§ Consigne: Pouvez-vous recopier fidèlement, dans le texte sur le restaurant Myoujyaku, le passage qui va de « Cela faisait très » jusqu'à « plus pure expression. » ?

§ Extrait du document:
Rogue et laitance de mulet cabot, poire et kaki, sauce yuzu.

Myoujyaku. Perfection limpide.

Première partie.

Cela faisait très longtemps que je n’avais pas vécu cette sensation, comme si mon esprit était lavé de ses maux, purifié. Les cinq sens à la fois aiguisés, à fleur de peau, mais aussi apaisés. Un bien-être comme dans un nuage de pureté limpide, dedans, dehors, tout autour. Comme quand on boit un verre d’eau parfait. 

Ou après une rencontre avec une cuisine japonaise dans sa plus pure expression.

Lumière dans la rue.

Le restaurant Myoujyaku affiche la discrétion exemplaire d’un établissement de luxe. Il se trouve dans une petite rue discrète, elle aussi, dans le quartier huppé d’Azabu Juban. Une petite lumière avec seulement deux caractères : 明寂 Myo-jaku pour « myô » la clarté, et « jaku » qui est l’autre lecture de l’idéogramme « sabi ». Un mot impossible à traduire, que l’on retrouve dans « wabi-sabi », ce concept japonais devenu à la mode en Occident depuis quelques années, qui exprime la sobriété, le calme, le vieillissement et l’acceptation de la futilité de l’humain.

La porte d’entrée.

Le chef, Hidetoshi Nakamura, a ouvert ce lieu en avril, et a aussitôt été récompensé de deux étoiles au Michelin de Tokyo. Autant dire qu’une ascension aussi fulgurante a mis ce restaurant apparu de nulle part sur le devant de la scène ultra-compétitive et internationale de la mégalopole. Le chef se dit dérouté et mal préparé devant ce tsunami soudain de demandes de réservations. En date du 28 décembre, le restaurant affichait complet jusque fin mars.

Le luxe japonais

L’intérieur est typique des restaurants japonais huppés de kaïseki ou kappô. Résolument épuré et tout en hinoki, le cyprès du Japon, le bois le plus prisé pour son toucher tendre comme légèrement velouté, sa couleur claire presque blanche et son parfum discret mais doux. Huit couverts au comptoir, deux salons privés de quatre couverts chacun (actuellement fermés par manque de personnel). Deux services, uniquement le soir.

§ Données affichées:

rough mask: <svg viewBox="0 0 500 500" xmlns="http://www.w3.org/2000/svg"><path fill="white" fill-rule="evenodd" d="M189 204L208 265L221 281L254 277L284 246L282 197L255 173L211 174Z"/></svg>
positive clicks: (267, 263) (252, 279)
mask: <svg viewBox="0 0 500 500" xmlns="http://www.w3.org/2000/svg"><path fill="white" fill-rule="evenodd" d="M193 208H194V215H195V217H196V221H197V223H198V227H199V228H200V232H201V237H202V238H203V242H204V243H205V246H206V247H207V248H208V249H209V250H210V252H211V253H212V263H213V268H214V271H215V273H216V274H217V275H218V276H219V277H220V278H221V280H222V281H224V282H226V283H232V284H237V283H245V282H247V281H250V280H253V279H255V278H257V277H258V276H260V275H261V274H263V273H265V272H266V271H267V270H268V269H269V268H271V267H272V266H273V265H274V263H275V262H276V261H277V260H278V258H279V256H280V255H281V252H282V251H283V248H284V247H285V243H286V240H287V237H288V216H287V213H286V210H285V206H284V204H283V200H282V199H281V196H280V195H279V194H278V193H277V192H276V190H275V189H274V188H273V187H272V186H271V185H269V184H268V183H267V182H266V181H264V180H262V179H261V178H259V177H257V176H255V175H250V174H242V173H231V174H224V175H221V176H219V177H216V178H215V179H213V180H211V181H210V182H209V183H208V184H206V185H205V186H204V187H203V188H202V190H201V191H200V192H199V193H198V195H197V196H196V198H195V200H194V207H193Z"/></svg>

§ Corrigé:
Cela faisait très longtemps que je n’avais pas vécu cette sensation, comme si mon esprit était lavé de ses maux, purifié. Les cinq sens à la fois aiguisés, à fleur de peau, mais aussi apaisés. Un bien-être comme dans un nuage de pureté limpide, dedans, dehors, tout autour. Comme quand on boit un verre d’eau parfait. 

Ou après une rencontre avec une cuisine japonaise dans sa plus pure expression.